→ **TO BE DONE**: Return every line in the records below that contains the word "black", copying each such line in full.

......

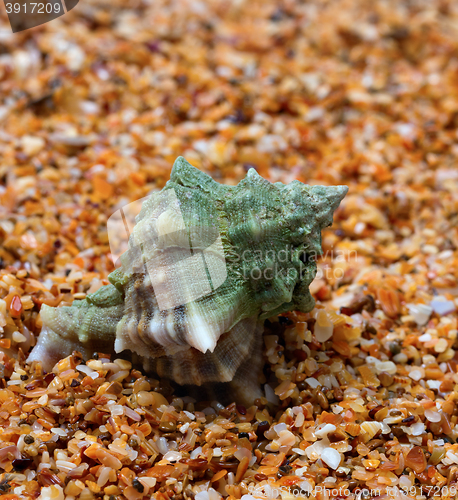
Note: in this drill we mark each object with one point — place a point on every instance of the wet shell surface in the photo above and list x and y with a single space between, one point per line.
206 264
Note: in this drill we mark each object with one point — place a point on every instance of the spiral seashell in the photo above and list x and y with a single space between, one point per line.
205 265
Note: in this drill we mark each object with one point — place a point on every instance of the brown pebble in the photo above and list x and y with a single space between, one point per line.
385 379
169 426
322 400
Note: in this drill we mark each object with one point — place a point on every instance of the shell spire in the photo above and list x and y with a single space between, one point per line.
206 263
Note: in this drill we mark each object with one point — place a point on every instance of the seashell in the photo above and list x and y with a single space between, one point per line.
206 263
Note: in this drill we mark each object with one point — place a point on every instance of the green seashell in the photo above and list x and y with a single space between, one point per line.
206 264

......

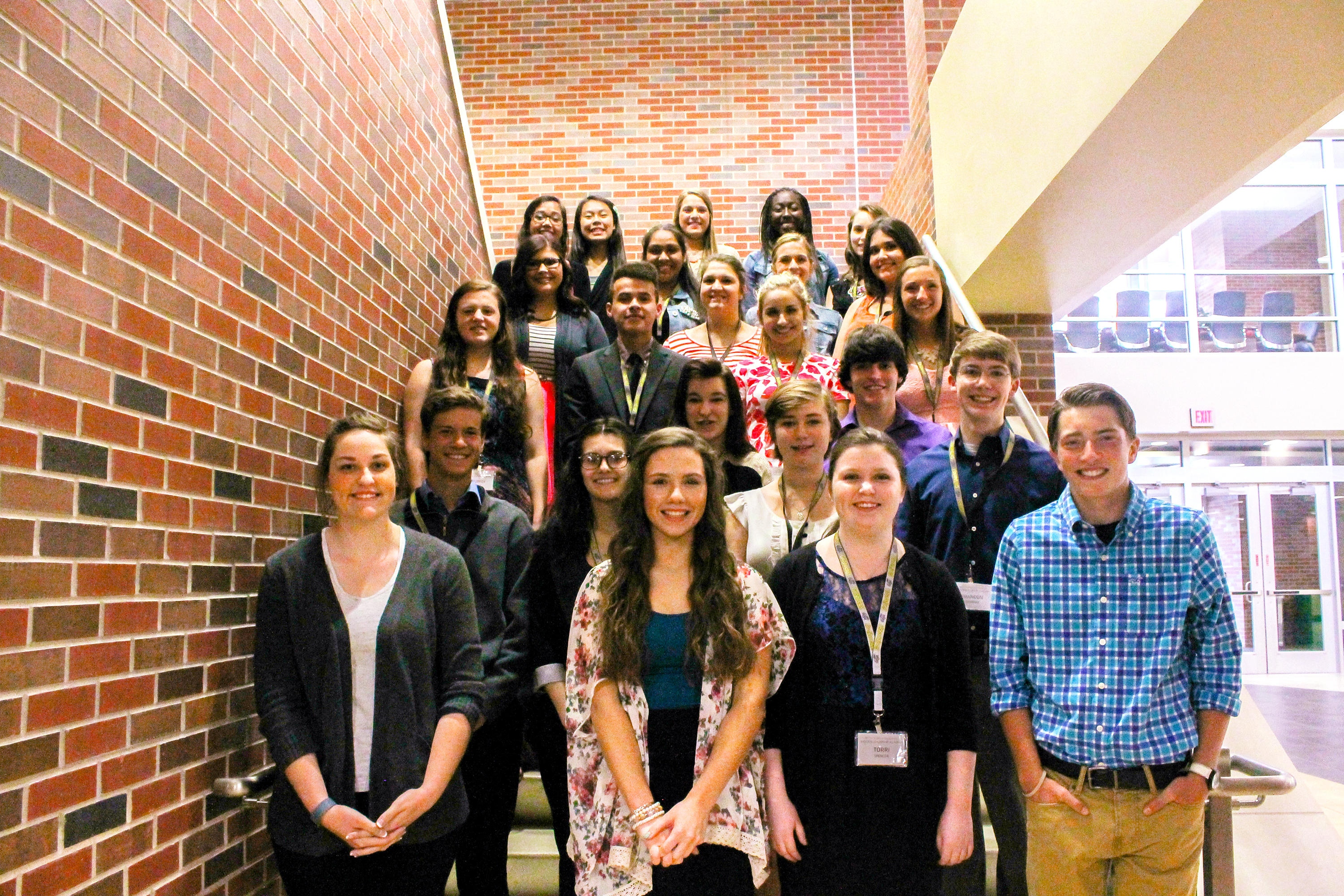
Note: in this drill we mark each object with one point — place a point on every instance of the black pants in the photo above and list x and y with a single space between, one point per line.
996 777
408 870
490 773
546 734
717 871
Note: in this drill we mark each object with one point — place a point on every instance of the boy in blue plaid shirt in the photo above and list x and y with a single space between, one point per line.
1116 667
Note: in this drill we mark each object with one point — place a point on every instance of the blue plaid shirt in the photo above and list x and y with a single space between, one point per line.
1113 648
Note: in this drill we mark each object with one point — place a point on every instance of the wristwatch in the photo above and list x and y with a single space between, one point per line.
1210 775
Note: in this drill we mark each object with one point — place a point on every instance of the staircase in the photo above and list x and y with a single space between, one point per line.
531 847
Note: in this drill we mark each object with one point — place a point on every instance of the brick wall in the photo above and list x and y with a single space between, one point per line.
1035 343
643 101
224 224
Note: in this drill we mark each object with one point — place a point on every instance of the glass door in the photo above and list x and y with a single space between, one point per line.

......

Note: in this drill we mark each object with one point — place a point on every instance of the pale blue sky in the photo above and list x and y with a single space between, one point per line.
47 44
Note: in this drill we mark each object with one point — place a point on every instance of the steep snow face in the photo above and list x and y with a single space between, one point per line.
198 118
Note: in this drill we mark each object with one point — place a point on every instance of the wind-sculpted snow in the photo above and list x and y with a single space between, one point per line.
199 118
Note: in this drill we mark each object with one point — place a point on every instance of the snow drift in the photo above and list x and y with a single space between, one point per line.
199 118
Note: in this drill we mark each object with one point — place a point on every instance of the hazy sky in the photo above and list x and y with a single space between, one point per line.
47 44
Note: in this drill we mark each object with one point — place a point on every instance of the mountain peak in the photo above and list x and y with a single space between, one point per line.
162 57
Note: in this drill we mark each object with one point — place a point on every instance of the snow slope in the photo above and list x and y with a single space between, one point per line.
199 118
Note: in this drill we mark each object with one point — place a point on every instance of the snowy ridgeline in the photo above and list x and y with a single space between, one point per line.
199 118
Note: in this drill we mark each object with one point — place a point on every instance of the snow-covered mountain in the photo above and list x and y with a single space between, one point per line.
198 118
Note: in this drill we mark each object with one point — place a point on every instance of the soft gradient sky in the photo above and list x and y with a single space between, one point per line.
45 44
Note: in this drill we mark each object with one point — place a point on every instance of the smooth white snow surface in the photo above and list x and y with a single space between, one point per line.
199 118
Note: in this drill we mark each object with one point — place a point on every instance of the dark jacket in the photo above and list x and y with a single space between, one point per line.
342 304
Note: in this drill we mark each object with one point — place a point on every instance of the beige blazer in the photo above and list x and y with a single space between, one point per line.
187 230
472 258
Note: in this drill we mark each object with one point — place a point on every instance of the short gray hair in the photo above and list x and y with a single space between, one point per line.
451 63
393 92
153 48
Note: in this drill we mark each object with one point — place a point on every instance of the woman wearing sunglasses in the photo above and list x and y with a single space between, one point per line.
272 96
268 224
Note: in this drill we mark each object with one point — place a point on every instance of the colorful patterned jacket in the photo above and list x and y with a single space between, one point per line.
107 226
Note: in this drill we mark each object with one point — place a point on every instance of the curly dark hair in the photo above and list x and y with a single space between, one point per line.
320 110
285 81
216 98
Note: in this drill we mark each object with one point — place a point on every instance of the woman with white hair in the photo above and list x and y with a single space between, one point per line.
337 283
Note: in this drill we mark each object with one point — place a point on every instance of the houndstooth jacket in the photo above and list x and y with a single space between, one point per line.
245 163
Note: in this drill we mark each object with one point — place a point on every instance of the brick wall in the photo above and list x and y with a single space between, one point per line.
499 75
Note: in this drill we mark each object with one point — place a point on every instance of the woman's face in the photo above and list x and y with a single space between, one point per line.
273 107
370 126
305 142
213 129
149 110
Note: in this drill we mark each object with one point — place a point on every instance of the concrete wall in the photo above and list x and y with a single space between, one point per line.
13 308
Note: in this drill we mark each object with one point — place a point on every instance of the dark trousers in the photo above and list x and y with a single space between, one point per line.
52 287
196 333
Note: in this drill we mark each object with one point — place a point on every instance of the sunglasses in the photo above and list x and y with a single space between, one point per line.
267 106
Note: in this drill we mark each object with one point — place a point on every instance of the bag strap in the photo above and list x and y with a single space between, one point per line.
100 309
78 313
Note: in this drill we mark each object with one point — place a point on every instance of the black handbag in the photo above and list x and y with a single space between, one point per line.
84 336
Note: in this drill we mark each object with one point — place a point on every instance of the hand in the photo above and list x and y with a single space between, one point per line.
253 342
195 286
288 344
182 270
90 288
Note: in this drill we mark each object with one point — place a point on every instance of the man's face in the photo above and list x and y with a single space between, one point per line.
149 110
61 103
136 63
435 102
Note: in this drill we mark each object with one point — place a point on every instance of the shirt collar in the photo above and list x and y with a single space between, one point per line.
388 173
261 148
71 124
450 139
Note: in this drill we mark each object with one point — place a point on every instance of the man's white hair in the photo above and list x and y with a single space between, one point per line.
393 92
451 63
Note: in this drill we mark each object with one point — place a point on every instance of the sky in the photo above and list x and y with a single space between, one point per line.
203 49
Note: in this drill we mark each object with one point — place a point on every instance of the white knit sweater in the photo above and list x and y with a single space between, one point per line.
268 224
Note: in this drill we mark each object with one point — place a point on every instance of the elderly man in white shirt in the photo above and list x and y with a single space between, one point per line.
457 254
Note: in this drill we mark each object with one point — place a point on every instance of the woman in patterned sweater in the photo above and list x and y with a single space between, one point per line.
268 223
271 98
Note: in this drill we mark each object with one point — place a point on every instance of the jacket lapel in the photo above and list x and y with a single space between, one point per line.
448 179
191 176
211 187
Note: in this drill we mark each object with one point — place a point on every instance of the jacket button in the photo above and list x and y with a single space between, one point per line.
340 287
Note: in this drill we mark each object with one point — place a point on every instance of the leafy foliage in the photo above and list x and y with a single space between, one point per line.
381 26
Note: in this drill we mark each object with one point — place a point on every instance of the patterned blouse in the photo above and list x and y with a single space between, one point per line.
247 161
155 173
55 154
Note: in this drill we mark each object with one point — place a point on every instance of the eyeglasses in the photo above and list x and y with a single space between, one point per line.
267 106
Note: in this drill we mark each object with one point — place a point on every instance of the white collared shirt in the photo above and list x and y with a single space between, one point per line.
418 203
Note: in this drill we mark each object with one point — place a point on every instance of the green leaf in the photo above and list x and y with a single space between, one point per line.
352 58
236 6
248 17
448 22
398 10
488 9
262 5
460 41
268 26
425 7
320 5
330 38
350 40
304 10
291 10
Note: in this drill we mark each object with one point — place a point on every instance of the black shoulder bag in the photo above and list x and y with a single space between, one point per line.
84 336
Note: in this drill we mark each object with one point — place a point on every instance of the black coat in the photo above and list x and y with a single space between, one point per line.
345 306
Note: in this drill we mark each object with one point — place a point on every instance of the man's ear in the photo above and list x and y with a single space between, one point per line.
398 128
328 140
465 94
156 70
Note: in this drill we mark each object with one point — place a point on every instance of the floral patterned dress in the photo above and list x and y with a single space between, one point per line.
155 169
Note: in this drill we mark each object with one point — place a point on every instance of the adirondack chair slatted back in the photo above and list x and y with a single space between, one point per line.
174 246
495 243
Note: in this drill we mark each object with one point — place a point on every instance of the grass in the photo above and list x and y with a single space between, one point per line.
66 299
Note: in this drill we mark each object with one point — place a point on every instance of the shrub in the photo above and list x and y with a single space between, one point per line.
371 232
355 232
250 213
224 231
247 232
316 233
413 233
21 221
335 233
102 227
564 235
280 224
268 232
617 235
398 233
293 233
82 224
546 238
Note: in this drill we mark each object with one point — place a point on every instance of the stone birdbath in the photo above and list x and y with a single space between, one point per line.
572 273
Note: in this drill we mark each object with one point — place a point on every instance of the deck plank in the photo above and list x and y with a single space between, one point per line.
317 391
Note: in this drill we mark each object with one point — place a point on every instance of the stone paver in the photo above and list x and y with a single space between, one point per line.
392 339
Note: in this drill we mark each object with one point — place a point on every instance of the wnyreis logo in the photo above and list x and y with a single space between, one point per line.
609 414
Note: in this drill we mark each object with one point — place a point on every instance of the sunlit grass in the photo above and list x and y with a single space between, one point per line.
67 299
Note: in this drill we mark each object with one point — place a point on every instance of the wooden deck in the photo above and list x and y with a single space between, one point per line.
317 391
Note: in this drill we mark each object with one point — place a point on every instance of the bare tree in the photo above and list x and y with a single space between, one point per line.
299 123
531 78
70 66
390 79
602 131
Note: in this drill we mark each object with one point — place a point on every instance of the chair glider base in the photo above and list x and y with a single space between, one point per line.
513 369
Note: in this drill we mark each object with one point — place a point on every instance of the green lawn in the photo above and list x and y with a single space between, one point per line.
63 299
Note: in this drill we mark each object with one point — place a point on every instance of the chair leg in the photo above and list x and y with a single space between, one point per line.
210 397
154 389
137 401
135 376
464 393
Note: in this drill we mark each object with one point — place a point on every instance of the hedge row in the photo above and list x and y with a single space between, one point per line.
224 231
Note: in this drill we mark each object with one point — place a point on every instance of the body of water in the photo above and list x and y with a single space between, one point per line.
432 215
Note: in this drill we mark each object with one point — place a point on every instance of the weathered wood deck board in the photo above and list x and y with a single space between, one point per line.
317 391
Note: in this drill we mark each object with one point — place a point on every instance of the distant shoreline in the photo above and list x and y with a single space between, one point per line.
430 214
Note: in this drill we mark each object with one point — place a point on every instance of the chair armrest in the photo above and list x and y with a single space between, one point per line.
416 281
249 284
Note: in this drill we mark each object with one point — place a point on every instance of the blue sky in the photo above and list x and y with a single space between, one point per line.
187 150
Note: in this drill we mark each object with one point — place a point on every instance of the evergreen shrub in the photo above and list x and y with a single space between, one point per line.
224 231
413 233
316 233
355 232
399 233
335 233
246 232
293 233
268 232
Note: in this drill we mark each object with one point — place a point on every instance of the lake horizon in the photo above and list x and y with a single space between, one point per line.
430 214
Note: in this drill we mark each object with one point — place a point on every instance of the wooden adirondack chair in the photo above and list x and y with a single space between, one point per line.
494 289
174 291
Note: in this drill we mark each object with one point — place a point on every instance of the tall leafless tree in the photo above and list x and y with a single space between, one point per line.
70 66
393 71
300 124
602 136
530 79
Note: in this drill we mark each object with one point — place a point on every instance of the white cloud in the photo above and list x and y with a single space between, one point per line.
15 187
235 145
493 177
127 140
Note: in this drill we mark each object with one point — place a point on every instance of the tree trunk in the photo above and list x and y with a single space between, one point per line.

......

→ **SOLVED EXERCISE**:
Note: in this drill we mark each object with one point — place a point on every instance of the black pants in the photo above and list x and y with a single space between, one point per line.
Note: in this drill we mark each object with one point — place a point on every instance of the black handbag in the photo above and list x and y with a single space between, one point per line.
Note: in this drill we mark each object with one point — place a point on every instance of the black shoulder bag in the photo above and list x and y with a single space between, one point per line.
Note: in this drill we mark each object with one point — place a point on every instance of the black coat in the photo above and list x and y with a single space between, one point per line.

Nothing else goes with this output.